◆ STATED EXERCISE: Print the rows below verbatim, from the first one through the line that contains "[[134, 376]]".

◆ DATA TO PROCESS:
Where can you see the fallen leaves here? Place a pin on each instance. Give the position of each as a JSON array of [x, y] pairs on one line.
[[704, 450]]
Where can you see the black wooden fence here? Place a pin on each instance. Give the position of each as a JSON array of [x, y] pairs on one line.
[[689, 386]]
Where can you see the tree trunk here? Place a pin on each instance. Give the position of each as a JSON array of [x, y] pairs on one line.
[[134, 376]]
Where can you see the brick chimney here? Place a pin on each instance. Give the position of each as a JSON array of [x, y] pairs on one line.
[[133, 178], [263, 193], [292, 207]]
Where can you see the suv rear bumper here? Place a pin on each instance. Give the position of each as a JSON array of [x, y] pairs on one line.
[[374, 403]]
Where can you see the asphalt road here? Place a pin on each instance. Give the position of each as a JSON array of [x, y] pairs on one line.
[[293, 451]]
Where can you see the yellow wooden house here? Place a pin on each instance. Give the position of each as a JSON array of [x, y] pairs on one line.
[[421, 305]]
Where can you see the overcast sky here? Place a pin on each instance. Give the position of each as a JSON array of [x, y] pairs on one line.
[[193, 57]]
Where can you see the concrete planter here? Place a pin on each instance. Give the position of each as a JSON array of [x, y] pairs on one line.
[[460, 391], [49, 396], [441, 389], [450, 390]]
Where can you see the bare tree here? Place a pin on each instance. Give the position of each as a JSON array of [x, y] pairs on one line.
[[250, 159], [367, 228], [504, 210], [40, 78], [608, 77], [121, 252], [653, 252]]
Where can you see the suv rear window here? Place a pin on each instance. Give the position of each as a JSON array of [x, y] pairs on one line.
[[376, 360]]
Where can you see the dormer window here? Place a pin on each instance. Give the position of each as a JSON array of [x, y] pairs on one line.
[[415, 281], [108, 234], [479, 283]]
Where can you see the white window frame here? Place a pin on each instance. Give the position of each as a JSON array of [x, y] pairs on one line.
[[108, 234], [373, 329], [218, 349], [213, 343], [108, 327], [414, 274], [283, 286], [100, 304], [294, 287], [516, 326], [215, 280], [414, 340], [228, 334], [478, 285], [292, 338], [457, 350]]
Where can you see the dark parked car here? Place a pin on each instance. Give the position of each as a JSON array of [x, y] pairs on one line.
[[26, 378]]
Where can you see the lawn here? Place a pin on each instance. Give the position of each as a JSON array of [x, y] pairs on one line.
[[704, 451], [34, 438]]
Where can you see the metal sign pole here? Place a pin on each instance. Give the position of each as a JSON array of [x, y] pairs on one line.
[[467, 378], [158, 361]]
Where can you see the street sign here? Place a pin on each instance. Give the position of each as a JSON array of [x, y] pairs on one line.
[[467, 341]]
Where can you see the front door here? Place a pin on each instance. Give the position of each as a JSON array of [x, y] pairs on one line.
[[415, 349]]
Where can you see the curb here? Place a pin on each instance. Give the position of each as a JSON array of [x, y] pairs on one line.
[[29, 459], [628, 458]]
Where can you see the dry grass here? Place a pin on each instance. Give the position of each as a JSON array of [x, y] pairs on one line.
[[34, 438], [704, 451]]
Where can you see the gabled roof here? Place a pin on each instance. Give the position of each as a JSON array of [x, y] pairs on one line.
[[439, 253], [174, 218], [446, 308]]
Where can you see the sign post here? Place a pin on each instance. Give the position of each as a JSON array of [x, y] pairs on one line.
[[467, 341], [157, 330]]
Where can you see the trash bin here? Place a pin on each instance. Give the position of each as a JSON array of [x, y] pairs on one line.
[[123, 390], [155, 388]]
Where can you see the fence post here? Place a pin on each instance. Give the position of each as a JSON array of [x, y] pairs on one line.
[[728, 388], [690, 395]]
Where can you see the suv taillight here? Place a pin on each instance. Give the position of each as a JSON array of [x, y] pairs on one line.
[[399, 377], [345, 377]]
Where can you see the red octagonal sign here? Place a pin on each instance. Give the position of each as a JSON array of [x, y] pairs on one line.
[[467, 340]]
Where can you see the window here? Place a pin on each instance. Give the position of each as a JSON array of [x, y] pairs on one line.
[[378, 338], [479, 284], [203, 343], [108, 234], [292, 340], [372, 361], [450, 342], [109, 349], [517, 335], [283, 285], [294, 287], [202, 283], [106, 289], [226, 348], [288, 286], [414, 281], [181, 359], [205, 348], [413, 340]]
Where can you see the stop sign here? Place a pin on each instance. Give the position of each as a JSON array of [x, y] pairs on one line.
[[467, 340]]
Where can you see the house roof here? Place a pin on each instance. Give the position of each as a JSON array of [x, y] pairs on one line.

◆ WRITTEN REPLY:
Where can you see the fallen leaves here? Place a pin on each instance. Give the position of each as a JSON array of [x, y] pairs on one line.
[[704, 450]]
Where can you see the black wooden fence here? Place a pin on each instance. Give the position of each as a JSON array of [x, y] pairs on one line.
[[689, 386]]
Where can you see the tree trunk here? Place a pin on each instance. Give the position of each as a JSON array of [x, y] pairs on one line.
[[134, 376]]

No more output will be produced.